Set task a: Report how many lines of the listing below contain the string "water". Give only the number.

Quoted text:
One interesting thing to call out is the fixed char _chars[Area] field: this is the C# syntax to declare a fixed array. A fixed array is an array whose individual elements are a part of the struct. You can think of it as a shortcut for a set of fields char _char_0, _char_1, _char_2, _char_3,... _char_Area that one can access as an array. The size of this array needs to be a compile time constant so that the size of the entire struct is fixed.

We can’t go overboard with the size of a fixed array because being a part of a struct, the array needs to live on the stack and stacks tend to be limited to a small number of bytes (1 MB per thread, typically). But 40 * 20 * 2 bytes (width * height * sizeof(char)) should be fine.

Next thing we need is a random number generator. The one that comes with .NET is a reference type (for good reasons!) and we forbid ourselves the new keyword - we can’t use it. A simple struct will do:

struct Random
{
    private uint _val;

    public Random(uint seed)
    {
        _val = seed;
    }

    public uint Next() => _val = (1103515245 * _val + 12345) % 2147483648;
}

This random number generator is not great, but we don’t need anything sophisticated.

(Data records)

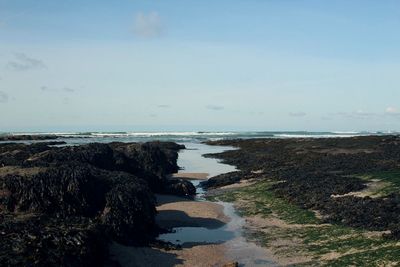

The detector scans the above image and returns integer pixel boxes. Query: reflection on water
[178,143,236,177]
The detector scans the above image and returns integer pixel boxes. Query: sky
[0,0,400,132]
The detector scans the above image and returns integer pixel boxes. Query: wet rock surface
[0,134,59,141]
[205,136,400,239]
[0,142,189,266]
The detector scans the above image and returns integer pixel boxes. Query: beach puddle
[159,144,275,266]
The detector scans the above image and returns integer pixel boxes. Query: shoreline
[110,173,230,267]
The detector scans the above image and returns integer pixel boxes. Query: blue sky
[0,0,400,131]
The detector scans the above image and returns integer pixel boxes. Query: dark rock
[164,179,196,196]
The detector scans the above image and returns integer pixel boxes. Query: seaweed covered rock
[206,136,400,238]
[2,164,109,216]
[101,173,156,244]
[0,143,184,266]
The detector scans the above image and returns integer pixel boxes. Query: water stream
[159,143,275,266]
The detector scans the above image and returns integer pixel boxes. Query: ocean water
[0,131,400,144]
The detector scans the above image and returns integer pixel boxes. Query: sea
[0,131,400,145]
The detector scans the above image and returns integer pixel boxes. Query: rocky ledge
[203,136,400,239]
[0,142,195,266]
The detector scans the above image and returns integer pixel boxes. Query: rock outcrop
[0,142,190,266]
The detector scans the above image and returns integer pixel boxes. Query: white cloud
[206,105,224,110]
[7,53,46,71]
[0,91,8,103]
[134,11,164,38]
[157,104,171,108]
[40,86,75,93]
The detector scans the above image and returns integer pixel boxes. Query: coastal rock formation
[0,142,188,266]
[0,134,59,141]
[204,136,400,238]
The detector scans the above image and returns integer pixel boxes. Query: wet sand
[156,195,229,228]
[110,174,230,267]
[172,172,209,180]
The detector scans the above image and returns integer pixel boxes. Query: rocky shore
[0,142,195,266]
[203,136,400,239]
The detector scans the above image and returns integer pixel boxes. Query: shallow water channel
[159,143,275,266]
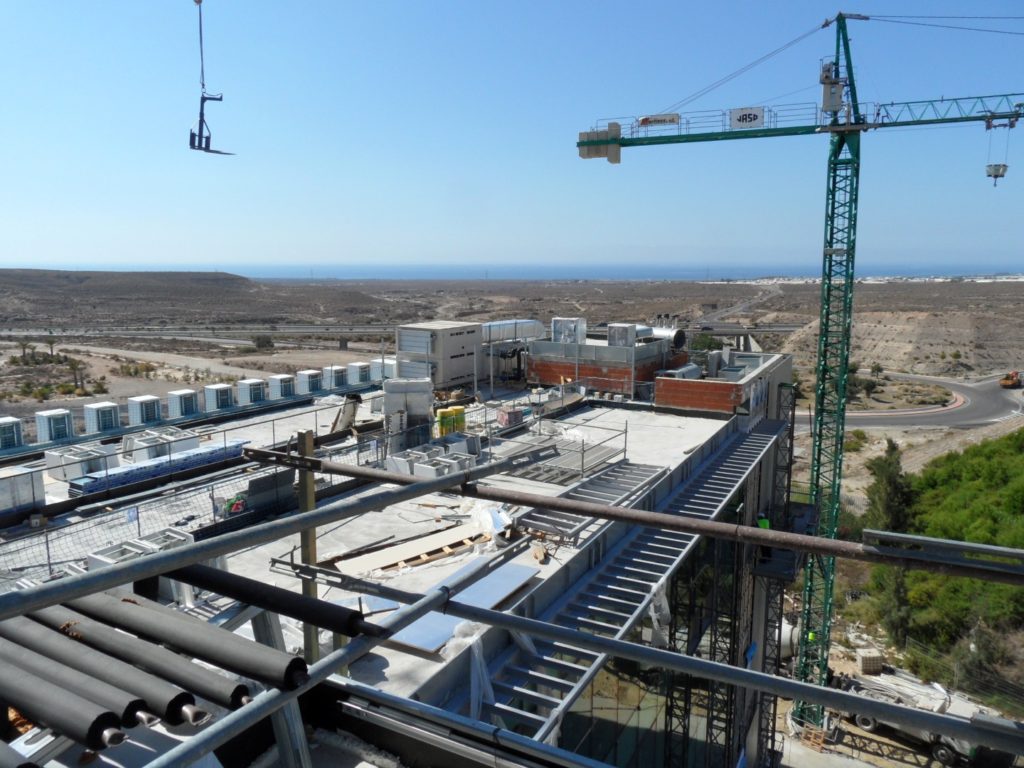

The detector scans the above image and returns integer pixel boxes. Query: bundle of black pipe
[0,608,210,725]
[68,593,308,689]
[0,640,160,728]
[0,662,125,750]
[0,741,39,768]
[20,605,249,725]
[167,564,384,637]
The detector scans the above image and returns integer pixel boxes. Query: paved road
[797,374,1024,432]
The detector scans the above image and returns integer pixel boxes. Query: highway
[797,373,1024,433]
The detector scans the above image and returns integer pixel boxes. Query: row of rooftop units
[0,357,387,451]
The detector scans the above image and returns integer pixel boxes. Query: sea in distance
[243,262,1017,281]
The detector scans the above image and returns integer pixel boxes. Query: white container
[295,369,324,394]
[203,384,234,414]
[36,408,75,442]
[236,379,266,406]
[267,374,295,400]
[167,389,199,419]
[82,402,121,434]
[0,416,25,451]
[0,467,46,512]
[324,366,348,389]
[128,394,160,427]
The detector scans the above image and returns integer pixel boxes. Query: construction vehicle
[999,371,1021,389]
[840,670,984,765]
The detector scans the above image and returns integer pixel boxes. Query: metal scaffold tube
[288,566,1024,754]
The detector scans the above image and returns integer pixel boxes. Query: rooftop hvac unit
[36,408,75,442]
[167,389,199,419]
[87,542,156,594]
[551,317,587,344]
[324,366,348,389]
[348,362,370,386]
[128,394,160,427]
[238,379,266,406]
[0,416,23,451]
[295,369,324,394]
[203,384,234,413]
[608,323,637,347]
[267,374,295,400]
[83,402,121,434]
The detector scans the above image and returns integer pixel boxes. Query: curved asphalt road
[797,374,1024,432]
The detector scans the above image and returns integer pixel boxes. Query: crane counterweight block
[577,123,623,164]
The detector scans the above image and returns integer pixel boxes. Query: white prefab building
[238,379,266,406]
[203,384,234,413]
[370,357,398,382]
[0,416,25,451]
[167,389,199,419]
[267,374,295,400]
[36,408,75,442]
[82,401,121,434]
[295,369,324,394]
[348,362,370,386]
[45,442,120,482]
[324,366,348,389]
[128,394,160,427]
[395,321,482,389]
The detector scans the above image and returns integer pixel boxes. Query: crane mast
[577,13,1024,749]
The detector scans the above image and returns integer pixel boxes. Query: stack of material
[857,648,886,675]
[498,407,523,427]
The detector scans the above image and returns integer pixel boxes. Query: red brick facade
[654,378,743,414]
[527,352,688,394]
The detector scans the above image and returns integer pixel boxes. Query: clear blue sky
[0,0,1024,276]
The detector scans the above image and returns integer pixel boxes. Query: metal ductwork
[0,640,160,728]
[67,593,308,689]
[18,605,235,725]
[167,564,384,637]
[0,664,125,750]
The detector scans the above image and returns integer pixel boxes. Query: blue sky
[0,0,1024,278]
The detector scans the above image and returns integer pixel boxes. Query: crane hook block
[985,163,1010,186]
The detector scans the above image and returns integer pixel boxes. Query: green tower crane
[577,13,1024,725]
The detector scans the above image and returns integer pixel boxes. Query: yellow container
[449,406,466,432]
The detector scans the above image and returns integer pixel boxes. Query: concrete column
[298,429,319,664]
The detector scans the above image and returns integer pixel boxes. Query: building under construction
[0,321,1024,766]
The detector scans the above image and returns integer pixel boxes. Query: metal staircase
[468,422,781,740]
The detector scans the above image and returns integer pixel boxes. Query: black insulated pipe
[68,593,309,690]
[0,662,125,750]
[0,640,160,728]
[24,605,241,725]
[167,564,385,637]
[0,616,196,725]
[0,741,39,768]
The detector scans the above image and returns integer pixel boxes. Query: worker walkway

Set task b: Condense the paragraph of the passage above that begins "One interesting thing to call out" into a brief bulleted list that keeps its main facts.

Solution a: 4

Solution b:
- The field fixed char _chars[Area] uses the C# syntax for declaring a fixed array.
- A fixed array's individual elements are part of the struct itself.
- It works as a shortcut for a set of fields (_char_0, _char_1, … _char_Area) that can be accessed as an array.
- Its size must be a compile-time constant so that the size of the whole struct is fixed.